» **Assignment**
For this exercise, copy the data exactly and omit any images.

» **Region pointing data**
::::
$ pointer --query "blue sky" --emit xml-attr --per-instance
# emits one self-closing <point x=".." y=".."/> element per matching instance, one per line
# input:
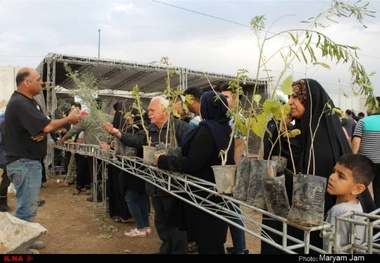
<point x="211" y="36"/>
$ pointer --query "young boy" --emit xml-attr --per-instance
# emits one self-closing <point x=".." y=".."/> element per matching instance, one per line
<point x="351" y="176"/>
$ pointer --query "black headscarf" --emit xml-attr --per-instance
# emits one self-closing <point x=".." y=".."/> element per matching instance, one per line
<point x="119" y="120"/>
<point x="214" y="115"/>
<point x="329" y="142"/>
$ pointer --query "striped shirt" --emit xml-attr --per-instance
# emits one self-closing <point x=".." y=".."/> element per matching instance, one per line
<point x="368" y="129"/>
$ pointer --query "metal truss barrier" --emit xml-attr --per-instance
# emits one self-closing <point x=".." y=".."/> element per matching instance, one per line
<point x="181" y="185"/>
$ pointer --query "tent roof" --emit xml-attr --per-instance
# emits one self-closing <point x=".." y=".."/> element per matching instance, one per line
<point x="117" y="75"/>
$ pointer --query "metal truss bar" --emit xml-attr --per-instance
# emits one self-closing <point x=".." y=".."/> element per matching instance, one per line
<point x="188" y="188"/>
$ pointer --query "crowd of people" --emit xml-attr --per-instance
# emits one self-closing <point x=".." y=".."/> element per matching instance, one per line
<point x="202" y="130"/>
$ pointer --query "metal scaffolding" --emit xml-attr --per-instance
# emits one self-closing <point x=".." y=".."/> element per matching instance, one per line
<point x="181" y="185"/>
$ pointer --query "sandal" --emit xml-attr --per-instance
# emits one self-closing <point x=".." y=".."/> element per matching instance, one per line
<point x="64" y="184"/>
<point x="121" y="220"/>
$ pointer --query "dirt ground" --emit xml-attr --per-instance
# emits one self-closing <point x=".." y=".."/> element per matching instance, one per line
<point x="73" y="227"/>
::::
» **Your solution**
$ pointer --query "blue sky" --emit xml-attr --per-instance
# emits one self-closing <point x=".." y=".."/> element per matching instance, one per line
# input:
<point x="211" y="36"/>
$ pointer --query "young boy" --emit xml-attr --per-instance
# emits one self-closing <point x=".." y=".."/> element per matching instance, one per line
<point x="351" y="176"/>
$ pointer --query "black headscarf" --emit xml-attr --per-instance
# emits one self-closing <point x=".." y=".."/> element per matching instance, one per line
<point x="119" y="120"/>
<point x="214" y="115"/>
<point x="329" y="142"/>
$ pointer --query "striped shirt" --emit xml-attr --per-instance
# emits one self-closing <point x=".." y=".."/> element per matching instance, one per line
<point x="368" y="129"/>
$ pointer --query "metal truss barrier" --emit xml-attr --per-instance
# emits one self-closing <point x=".." y=".."/> element per matching instance, one per line
<point x="181" y="185"/>
$ pointer --query "tent roof" --emit xml-attr --per-instance
# emits one self-closing <point x=".." y=".."/> element per matching instance, one per line
<point x="117" y="75"/>
$ pointer --query "metal truss bar" --emit xml-attr --per-instance
# emits one self-closing <point x=".." y=".."/> element per matching instance, one per line
<point x="188" y="188"/>
$ pointer --query "crowd of people" --emit xml-attr --per-instance
# emits one self-closing <point x=".." y=".."/> element per matching instance, one per line
<point x="202" y="130"/>
$ pointer --query "metal scaffolding" --emit xml-attr --per-instance
# emits one self-closing <point x=".." y=".."/> element per matching instance, one per line
<point x="181" y="185"/>
$ pointer --query "sandal" --emit xml-attr --per-instance
# emits one self-closing <point x=".." y=".."/> element per matching instance, one per line
<point x="64" y="184"/>
<point x="121" y="220"/>
$ pointer --query "dirt ground" --emit xml-attr --per-instance
# emits one self-closing <point x=".." y=".."/> element per matching instance, one per line
<point x="73" y="227"/>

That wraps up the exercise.